__DOCUMENTO FUENTE__
+--

SOCIEDAD › COLECCIONISTAS DE OBJETOS VINCULADOS CON LA GASEOSA MáS FAMOSA

El tesoro en una lata

Publicidades, botellas, merchandising: un mundo que cruza la rareza y la historia del capitalismo. Los fanáticos de objetos vinculados con Coca-Cola tuvieron aquí su primera convención.

 Por Soledad Vallejos

Fue como una reunión de amigos pero con una obsesión en común: el coleccionismo de objetos a medio camino entre la historia del capitalismo del siglo XX y el valor de la rareza. “A veces creen que estamos locos, pero yo digo que existe el gen del coleccionista”, explica uno de ellos. Otro ejemplifica: “Yo antes coleccionaba boletos, muñecos de hipopótamos, monedas, billetes. Después todo eso lo dejé”. Y por eso estaban ayer en tres salas del Centro Cultural Recoleta: porque un buen día todos los caminos los condujeron a rastrillar el mundo en busca de packaging, merchandising, publicidades, productos improbables, lo que fuera que llevara el nombre de la gaseosa más famosa del mundo. Tan intensa es la pulsión que las más de dos mil piezas que acarrearon para la primera edición de la Convención Internacional de Coleccionistas de Coca-Cola de Latinoamérica –sí: regional– es apenas una ínfima parte de lo que puede llegar a tener cada una de las personas detrás de los objetos.

“Debo tener más de quince mil piezas”, evalúa Javier Petrera, menos por petulancia que por el afán de demostrar cuánto puede pasar en casi tres décadas de perseverancia. Pasaron 27 años desde el día en que su –entonces– esposa le regaló una lámina enorme enteramente compuesta por imágenes de botellas y vasos coleccionables de la marca de gaseosa. El tenía 28 años, coleccionaba otras cosas. La imagen era “toda colorida”. De tanto mirar los colores, las formas, de tanto observar las rarezas de las piezas que aparecían en la lámina, un día le dio por buscarlas él mismo. Ahora, al borde de los 55 años, dice: “Nunca parás”. “Lo primero fueron las latas. Buscaba latas con dibujitos, unas ediciones ecológicas. Ahora no, porque no tengo espacio.” Para demostrar que no exagera, explica: su colección, la más vasta del país, le ocupa parte de su casa “y un galpón”. Pero así como con los años empezó a entender el valor de la economía de los espacios, también fue desarrollando el paladar para formas exquisitas de la rareza histórica. Petrera dice que entre sus piezas favoritas están “los cheques cubanos”. Camina hasta una pared, señala un cuadrito. Son, efectivamente, cheques de la época en la que la compañía tenía una embotelladora en Cuba, cuando la isla era territorio de Batista, y un poco antes también: uno, fechado en 1954, otro, en 1928. Entender los momentos de la historia que pueden condensar en algunos objetos enriquece a las personas. Algo así dice Petrera. “Ves los cheques, las latas, no sé, de Tanzania, una reproducción de una botella especialmente hecha para la convención de 1961. Todo eso te abre la cabeza”.

+--

__PREGUNTAS DE ESTUDIO__
A. Resuma en forma de lista el párrafo del artículo sobre los coleccionistas de Coca-Cola que comienza con "Fue como una reunión de amigos". Conserve sus datos principales.
B. Transcriba del artículo sobre los coleccionistas de Coca-Cola el pasaje que se inicia con las palabras que contienen "El tesoro en" y concluye con "su primera convención.".
Para resolver estas consignas no hace falta consultar el listado.

[Entradas de datos guardadas]
+--

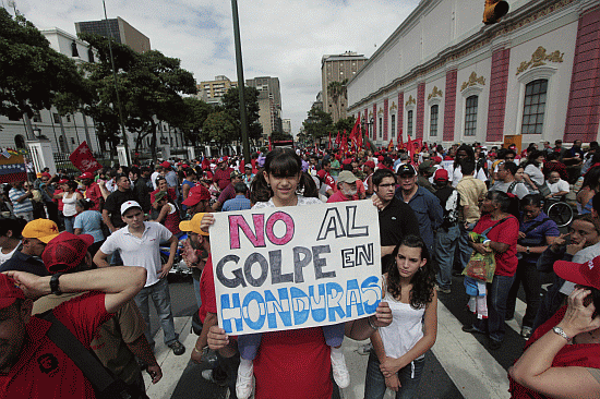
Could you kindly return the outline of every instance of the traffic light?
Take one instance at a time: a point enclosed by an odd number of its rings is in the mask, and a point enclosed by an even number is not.
[[[508,13],[508,3],[502,0],[485,0],[483,10],[483,23],[485,25],[495,24]]]

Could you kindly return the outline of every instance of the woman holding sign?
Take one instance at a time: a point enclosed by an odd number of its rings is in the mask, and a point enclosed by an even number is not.
[[[394,390],[397,399],[412,398],[421,380],[424,353],[437,335],[435,271],[427,245],[421,238],[407,235],[393,255],[395,265],[383,275],[383,298],[394,321],[371,336],[365,399],[383,398],[386,388]]]
[[[256,203],[253,209],[321,204],[312,179],[302,173],[301,168],[300,157],[291,149],[277,148],[268,153],[264,172],[256,176],[256,183],[265,186],[271,198]],[[202,220],[202,229],[206,231],[213,222],[214,218],[206,214]],[[349,385],[349,374],[340,348],[344,334],[365,339],[372,334],[372,328],[389,323],[391,316],[385,314],[384,309],[385,304],[380,305],[380,317],[369,321],[365,318],[325,327],[240,336],[238,348],[241,361],[236,389],[238,398],[244,399],[251,395],[254,375],[256,399],[329,399],[333,391],[329,378],[332,368],[334,379],[340,387]],[[220,349],[226,356],[232,355],[235,350],[228,343],[225,330],[216,326],[211,329],[208,344],[212,349]]]

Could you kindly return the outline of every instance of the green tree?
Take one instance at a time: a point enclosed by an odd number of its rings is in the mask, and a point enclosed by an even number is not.
[[[75,62],[50,43],[23,15],[0,8],[0,114],[22,118],[49,109],[60,94],[76,101],[83,75]],[[69,102],[64,97],[64,102]]]
[[[98,92],[98,102],[116,104],[109,39],[96,35],[81,37],[98,49],[99,62],[88,65],[92,71],[89,78]],[[151,150],[156,160],[157,121],[175,125],[182,119],[185,107],[180,94],[196,93],[194,77],[181,68],[179,59],[165,57],[160,51],[136,53],[127,46],[111,45],[125,125],[137,133],[135,150],[147,135],[152,135]]]
[[[327,85],[327,94],[332,97],[335,105],[334,112],[333,112],[334,121],[339,120],[339,118],[341,117],[339,97],[344,97],[345,99],[347,98],[347,95],[348,95],[348,92],[346,89],[347,83],[348,83],[348,80],[345,78],[341,82],[338,82],[338,81],[329,82],[329,84]]]
[[[230,144],[236,140],[238,134],[239,121],[236,121],[229,111],[220,110],[208,114],[203,125],[203,133],[206,135],[206,141],[216,142],[219,147]]]
[[[259,122],[259,94],[254,87],[244,86],[243,100],[245,102],[245,121],[248,122],[249,138],[261,138],[263,126]],[[236,135],[231,138],[241,141],[240,123],[240,90],[238,87],[231,87],[223,96],[223,108],[229,113],[236,124]]]
[[[313,106],[308,112],[308,118],[302,122],[302,126],[307,136],[321,142],[321,138],[333,130],[332,114]]]

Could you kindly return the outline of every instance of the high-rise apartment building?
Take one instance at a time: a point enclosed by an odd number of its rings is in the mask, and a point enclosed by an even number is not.
[[[323,93],[323,110],[329,112],[334,123],[346,118],[347,96],[341,94],[338,97],[332,96],[328,89],[332,82],[348,82],[368,58],[352,51],[343,55],[323,56],[321,59],[321,82]]]
[[[75,22],[75,31],[112,37],[117,43],[128,45],[137,52],[151,49],[149,38],[120,16],[111,20]]]
[[[220,104],[221,97],[231,87],[238,87],[238,82],[231,82],[225,75],[215,76],[214,81],[201,82],[197,87],[196,97],[208,104]]]
[[[281,90],[278,77],[261,76],[245,81],[245,85],[256,88],[259,94],[259,122],[263,125],[263,138],[273,132],[283,132]]]

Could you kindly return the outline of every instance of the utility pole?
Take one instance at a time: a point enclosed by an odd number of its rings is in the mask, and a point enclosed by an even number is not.
[[[238,66],[238,90],[240,93],[240,124],[242,131],[242,149],[245,165],[250,165],[250,141],[248,138],[248,122],[245,117],[245,99],[242,64],[242,44],[240,39],[240,21],[238,17],[238,0],[231,0],[233,13],[233,37],[236,38],[236,64]]]

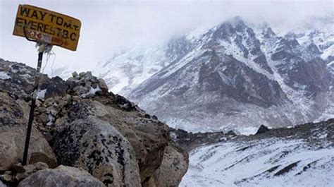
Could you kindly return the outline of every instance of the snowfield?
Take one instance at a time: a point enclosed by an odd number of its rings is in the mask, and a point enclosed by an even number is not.
[[[180,186],[333,186],[334,119],[222,138],[190,152]]]
[[[217,143],[194,150],[180,186],[330,186],[333,183],[333,147],[312,148],[302,140],[272,138],[247,145]]]

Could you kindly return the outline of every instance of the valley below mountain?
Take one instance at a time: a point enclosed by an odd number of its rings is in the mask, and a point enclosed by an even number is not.
[[[190,149],[180,186],[331,186],[334,183],[334,119],[293,128],[232,133],[174,131]]]

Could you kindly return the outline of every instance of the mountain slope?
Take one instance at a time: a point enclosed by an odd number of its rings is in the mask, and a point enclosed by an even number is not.
[[[333,131],[331,119],[256,135],[223,137],[220,143],[190,152],[180,186],[331,186]]]
[[[181,55],[123,92],[173,127],[249,133],[333,114],[334,76],[321,58],[330,46],[299,44],[239,17],[176,43],[183,49],[170,51]]]

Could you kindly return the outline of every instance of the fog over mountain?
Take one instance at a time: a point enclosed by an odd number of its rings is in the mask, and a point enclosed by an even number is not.
[[[254,133],[334,116],[333,21],[277,33],[240,16],[160,45],[115,54],[94,69],[174,128]]]
[[[137,45],[156,44],[199,28],[209,28],[240,16],[250,22],[266,20],[285,33],[312,16],[332,13],[333,3],[321,1],[0,1],[0,56],[35,67],[36,49],[13,37],[18,5],[27,4],[79,18],[80,40],[75,52],[54,47],[54,69],[64,66],[88,71],[115,53]],[[87,7],[89,7],[87,8]],[[11,47],[16,50],[13,50]],[[20,52],[19,53],[17,51]],[[45,71],[49,75],[53,59]],[[54,73],[53,76],[56,75]]]

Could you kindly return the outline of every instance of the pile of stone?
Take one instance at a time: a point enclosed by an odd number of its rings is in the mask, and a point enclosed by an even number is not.
[[[0,186],[178,185],[188,155],[156,116],[108,92],[90,72],[44,80],[24,167],[29,103],[0,89]]]

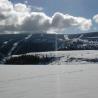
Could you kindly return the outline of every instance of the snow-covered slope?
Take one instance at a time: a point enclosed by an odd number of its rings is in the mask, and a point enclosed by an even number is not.
[[[38,54],[40,56],[56,57],[49,65],[64,64],[98,64],[98,50],[78,50],[78,51],[52,51],[27,53],[27,55]]]
[[[0,98],[98,98],[98,64],[1,65]]]

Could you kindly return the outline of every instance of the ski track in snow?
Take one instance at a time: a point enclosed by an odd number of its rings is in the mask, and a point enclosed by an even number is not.
[[[21,39],[21,40],[15,42],[15,43],[13,44],[12,48],[10,49],[8,55],[7,55],[6,57],[4,57],[4,58],[1,60],[1,63],[4,63],[4,62],[6,61],[6,59],[11,56],[12,52],[14,51],[14,49],[18,46],[18,44],[19,44],[21,41],[30,39],[31,37],[32,37],[32,34],[29,34],[29,35],[26,36],[24,39]],[[10,40],[10,41],[11,41],[11,40]],[[9,41],[8,41],[8,42],[9,42]],[[4,45],[3,45],[3,46],[5,46],[6,44],[8,44],[8,42],[6,42],[6,43],[4,42]]]

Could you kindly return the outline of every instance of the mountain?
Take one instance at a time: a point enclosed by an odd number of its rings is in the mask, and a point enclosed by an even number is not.
[[[98,32],[82,34],[0,34],[0,61],[12,55],[57,50],[97,50]]]

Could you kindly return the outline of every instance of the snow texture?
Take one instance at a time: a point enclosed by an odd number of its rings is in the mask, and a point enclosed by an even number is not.
[[[0,98],[98,98],[98,64],[1,65]]]

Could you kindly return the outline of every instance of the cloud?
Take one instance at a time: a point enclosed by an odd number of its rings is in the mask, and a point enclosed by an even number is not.
[[[41,7],[38,10],[43,10]],[[75,17],[60,12],[52,17],[44,12],[33,11],[27,4],[13,4],[8,0],[0,0],[0,31],[1,32],[63,32],[65,29],[78,28],[89,30],[91,19]]]

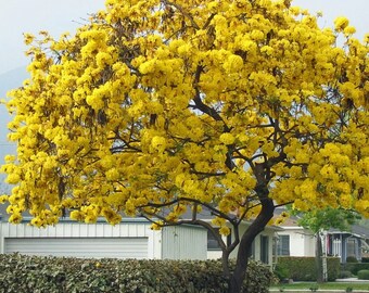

+--

__SOLUCIONES PROPUESTAS__
A.
- El encuentro fue como una reunión de amigos con una obsesión común: coleccionar objetos a medio camino entre la historia del capitalismo del siglo XX y el valor de la rareza.
- Uno de los coleccionistas afirma que existe el gen del coleccionista. Otro cuenta que antes coleccionaba boletos, muñecos de hipopótamos, monedas y billetes, y que luego lo dejó.
- Ayer se reunieron en tres salas del Centro Cultural Recoleta. Buscan por todo el mundo packaging, merchandising, publicidades y productos improbables con el nombre de la gaseosa más famosa del mundo.
- Llevaron más de dos mil piezas a la primera Convención Internacional de Coleccionistas de Coca-Cola de Latinoamérica.
- Esas piezas son apenas una ínfima parte de lo que puede llegar a tener cada coleccionista.

B.
El tesoro en una lata

Publicidades, botellas, merchandising: un mundo que cruza la rareza y la historia del capitalismo. Los fanáticos de objetos vinculados con Coca-Cola tuvieron aquí su primera convención.